> _EXCERPTED DATA_
*** Block opens ***

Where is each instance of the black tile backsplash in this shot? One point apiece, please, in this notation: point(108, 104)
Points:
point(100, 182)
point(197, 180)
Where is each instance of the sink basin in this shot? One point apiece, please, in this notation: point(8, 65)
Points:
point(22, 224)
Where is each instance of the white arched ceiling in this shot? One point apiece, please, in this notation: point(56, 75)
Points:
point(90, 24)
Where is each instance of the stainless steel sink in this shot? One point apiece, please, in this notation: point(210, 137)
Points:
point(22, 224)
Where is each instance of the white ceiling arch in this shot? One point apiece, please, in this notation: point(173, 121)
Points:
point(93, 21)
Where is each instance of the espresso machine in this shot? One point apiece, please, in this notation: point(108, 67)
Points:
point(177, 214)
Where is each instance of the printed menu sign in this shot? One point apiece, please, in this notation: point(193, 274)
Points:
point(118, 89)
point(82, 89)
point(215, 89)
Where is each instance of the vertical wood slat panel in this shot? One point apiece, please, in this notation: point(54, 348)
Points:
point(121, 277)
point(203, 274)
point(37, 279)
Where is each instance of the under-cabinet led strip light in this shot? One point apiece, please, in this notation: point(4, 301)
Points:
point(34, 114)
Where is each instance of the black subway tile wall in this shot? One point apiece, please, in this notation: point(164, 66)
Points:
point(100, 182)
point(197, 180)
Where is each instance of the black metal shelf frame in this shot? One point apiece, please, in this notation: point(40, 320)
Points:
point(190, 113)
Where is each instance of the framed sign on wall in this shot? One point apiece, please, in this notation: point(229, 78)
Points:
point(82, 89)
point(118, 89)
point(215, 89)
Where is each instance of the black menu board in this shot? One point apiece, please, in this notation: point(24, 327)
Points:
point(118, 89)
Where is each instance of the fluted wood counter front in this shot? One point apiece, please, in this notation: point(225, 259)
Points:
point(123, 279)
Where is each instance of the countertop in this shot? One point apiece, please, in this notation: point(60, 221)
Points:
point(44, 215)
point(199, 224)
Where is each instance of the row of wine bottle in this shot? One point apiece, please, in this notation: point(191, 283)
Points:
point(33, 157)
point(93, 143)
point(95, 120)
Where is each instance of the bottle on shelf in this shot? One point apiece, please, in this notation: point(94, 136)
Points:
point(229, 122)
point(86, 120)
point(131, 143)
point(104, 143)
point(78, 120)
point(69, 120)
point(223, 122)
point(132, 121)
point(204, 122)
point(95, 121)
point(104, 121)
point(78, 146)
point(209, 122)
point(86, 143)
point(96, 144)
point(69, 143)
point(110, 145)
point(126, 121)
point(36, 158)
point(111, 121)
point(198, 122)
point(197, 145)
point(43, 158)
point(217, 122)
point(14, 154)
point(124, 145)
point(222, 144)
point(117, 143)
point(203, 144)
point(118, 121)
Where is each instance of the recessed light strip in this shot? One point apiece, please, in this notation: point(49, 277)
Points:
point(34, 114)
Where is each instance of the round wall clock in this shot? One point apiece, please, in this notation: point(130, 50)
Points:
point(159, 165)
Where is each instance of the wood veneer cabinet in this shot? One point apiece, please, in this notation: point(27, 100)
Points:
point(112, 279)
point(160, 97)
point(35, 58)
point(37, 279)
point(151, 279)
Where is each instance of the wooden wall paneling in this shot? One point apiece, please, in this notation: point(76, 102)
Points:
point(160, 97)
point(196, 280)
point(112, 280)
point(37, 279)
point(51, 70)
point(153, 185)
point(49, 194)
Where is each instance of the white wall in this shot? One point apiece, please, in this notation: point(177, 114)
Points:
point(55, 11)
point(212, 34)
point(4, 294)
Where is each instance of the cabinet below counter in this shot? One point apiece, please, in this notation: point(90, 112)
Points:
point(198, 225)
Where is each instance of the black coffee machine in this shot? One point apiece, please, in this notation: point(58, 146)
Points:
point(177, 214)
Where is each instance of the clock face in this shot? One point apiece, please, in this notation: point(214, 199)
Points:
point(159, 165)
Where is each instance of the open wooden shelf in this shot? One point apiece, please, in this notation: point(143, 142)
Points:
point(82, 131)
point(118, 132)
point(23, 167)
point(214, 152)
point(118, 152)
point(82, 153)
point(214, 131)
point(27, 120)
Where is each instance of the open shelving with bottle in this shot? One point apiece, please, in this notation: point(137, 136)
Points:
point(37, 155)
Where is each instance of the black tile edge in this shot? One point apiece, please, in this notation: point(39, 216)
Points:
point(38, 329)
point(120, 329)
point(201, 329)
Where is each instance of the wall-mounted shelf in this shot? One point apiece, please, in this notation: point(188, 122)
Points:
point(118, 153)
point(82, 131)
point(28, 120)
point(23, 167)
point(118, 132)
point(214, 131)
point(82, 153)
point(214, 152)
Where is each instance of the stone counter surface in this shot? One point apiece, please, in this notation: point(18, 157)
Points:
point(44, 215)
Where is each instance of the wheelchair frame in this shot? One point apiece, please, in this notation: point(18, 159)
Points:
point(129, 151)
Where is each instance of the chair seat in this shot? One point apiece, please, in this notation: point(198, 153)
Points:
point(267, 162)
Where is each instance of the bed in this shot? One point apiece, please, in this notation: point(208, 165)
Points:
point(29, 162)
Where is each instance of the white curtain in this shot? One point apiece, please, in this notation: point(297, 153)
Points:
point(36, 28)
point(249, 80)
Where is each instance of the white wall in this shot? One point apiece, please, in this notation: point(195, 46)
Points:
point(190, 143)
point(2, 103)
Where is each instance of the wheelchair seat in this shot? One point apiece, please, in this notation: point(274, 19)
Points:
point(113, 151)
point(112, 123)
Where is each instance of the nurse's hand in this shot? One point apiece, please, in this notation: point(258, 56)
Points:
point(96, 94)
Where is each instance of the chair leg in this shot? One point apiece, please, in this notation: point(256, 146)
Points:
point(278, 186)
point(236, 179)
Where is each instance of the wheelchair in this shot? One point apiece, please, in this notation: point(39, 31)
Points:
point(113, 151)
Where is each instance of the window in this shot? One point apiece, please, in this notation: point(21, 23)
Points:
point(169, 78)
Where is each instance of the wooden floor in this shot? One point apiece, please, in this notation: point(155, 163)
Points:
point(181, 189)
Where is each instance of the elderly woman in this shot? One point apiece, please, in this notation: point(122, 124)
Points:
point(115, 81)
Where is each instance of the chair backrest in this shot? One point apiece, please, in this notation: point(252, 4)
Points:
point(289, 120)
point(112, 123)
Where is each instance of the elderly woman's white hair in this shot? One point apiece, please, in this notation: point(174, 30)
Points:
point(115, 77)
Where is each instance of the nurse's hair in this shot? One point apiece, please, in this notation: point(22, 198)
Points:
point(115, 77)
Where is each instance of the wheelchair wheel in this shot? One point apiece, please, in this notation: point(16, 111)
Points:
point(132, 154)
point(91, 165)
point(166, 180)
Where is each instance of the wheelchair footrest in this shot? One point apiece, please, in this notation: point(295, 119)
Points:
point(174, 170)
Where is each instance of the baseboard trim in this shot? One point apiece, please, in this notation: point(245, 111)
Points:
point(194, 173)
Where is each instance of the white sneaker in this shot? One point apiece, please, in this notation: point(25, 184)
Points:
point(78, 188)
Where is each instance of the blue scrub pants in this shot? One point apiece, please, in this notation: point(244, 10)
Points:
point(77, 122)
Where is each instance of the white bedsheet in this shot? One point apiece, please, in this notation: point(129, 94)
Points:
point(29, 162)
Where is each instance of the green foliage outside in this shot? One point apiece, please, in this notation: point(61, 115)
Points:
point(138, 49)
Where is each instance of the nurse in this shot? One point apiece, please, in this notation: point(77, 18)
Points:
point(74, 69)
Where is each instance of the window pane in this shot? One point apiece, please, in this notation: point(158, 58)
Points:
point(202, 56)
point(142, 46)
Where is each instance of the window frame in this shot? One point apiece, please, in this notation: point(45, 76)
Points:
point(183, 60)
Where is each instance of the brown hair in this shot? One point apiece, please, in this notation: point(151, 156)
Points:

*** Block closes ***

> _AIM OF THE EXERCISE_
What is the number of lines in the data that include "menu"? Answer with that number alone.

> _RESULT OF THE TASK_
2